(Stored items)
################

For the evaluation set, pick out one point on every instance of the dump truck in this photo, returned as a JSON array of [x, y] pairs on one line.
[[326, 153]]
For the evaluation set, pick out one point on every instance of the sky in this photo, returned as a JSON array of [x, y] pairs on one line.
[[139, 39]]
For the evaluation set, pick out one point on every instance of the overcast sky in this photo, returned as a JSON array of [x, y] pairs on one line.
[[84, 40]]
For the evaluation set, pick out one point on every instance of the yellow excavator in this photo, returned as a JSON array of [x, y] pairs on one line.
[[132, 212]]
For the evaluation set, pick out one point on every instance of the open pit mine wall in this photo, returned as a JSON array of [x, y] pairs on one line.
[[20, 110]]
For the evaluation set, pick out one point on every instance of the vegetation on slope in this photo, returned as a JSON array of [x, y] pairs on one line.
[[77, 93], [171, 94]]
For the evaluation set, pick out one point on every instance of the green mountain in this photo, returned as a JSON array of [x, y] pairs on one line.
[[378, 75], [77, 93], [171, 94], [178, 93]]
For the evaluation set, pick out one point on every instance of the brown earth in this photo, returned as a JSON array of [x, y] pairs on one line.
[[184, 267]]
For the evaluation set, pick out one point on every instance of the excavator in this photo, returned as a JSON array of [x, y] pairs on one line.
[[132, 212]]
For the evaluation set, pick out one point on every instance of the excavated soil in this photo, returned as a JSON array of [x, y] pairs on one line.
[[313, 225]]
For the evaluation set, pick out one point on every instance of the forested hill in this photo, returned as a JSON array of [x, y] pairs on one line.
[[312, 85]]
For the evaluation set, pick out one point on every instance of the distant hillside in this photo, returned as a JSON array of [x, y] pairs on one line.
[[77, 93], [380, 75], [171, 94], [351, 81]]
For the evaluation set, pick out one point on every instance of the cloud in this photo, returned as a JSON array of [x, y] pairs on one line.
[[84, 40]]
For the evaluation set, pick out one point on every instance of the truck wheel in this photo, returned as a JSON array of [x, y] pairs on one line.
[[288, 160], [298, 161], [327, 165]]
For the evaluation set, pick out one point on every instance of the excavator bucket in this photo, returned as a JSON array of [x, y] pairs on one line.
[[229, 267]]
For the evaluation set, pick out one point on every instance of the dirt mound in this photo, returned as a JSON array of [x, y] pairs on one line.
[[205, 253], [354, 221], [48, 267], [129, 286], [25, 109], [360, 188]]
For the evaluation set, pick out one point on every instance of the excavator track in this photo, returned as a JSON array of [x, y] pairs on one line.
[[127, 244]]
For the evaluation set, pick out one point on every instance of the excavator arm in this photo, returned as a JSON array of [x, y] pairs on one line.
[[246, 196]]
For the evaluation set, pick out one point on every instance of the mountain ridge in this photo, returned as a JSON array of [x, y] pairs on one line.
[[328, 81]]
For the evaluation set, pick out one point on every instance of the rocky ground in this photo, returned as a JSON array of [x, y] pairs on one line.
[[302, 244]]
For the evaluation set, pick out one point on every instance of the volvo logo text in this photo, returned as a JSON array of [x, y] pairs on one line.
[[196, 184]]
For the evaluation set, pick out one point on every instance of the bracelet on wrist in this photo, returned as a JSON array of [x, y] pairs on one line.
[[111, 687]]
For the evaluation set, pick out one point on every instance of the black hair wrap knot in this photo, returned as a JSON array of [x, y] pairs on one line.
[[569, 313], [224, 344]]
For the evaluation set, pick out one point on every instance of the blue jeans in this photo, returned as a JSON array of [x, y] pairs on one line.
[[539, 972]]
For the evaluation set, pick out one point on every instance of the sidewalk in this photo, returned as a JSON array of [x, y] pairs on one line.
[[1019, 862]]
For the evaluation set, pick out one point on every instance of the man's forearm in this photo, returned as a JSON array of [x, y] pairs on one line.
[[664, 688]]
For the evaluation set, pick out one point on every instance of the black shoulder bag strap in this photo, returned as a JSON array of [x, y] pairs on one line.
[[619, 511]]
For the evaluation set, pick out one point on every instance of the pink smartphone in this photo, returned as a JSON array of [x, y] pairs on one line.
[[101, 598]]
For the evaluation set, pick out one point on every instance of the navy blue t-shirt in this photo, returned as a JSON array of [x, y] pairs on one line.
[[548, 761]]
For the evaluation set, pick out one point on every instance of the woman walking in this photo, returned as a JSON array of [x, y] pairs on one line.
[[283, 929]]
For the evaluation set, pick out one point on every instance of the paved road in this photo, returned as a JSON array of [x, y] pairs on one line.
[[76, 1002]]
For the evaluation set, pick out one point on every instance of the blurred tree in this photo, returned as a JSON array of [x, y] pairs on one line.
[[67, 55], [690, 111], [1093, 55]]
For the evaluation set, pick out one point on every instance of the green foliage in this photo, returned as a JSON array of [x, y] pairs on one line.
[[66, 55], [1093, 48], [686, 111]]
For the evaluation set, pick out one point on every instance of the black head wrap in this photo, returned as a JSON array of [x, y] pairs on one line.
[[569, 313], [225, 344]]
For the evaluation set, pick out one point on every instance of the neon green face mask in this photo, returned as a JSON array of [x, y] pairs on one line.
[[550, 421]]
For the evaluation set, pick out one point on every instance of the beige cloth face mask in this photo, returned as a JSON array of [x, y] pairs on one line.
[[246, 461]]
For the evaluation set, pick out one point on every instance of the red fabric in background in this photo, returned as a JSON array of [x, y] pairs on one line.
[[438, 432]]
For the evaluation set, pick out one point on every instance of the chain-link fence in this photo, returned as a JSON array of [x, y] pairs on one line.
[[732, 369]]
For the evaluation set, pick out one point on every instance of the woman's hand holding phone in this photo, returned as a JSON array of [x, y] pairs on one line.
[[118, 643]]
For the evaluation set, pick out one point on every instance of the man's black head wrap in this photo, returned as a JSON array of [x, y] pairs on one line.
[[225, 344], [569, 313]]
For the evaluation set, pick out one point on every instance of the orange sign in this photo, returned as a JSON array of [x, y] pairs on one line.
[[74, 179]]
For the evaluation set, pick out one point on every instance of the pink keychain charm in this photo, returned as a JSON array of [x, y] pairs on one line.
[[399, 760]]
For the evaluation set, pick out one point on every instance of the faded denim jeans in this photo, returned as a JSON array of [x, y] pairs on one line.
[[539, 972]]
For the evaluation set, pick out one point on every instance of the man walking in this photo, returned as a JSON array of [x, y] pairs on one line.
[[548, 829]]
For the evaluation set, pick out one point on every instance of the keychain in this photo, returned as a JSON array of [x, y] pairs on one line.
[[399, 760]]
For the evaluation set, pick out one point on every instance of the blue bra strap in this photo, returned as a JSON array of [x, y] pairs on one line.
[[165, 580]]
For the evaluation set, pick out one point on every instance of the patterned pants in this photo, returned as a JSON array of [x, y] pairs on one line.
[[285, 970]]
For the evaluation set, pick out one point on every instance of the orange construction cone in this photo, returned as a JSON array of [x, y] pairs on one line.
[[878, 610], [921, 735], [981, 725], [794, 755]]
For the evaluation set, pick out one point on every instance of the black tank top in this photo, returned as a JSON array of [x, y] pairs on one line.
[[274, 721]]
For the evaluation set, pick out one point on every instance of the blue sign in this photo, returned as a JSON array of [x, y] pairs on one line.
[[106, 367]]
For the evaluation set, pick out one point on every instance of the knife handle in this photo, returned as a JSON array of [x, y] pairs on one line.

################

__Requirement__:
Write out again everything from the line containing "the black shoulder" down to the line containing "[[67, 55], [690, 111], [1093, 55]]", both ends included, with the requests kept as they are. Offset every coordinate in the answers by -8.

__Result__:
For the evaluation set, pick out one point on every instance of the black shoulder bag strap in this photo, returned as a JSON array of [x, y] pairs on one line.
[[611, 503]]
For the evaluation set, pick out one point on every instance of the pink smartphone in this photo, returned as a JSON array of [x, y] pairs on one line.
[[93, 590]]
For the evaluation set, pick out one point on every instance of the navy blue t-shirt in this photo, returned as a JSON array of [x, y] pairs on one line.
[[540, 753]]
For the evaluation set, pick out one point on every instance of the woman walking in this photo, returned as a JSON array of [x, y] pairs on one line.
[[275, 921]]
For the evaluation set, pick out one point on every instance of the paved road in this photo, returned as a JSON array of [x, y] pairs on one line.
[[68, 994]]
For the evaluation set, pick out one point on every instance of the blurred tree in this photo, returned as a JSON array of [x, y] pairs on one line.
[[59, 47], [682, 103], [1085, 47]]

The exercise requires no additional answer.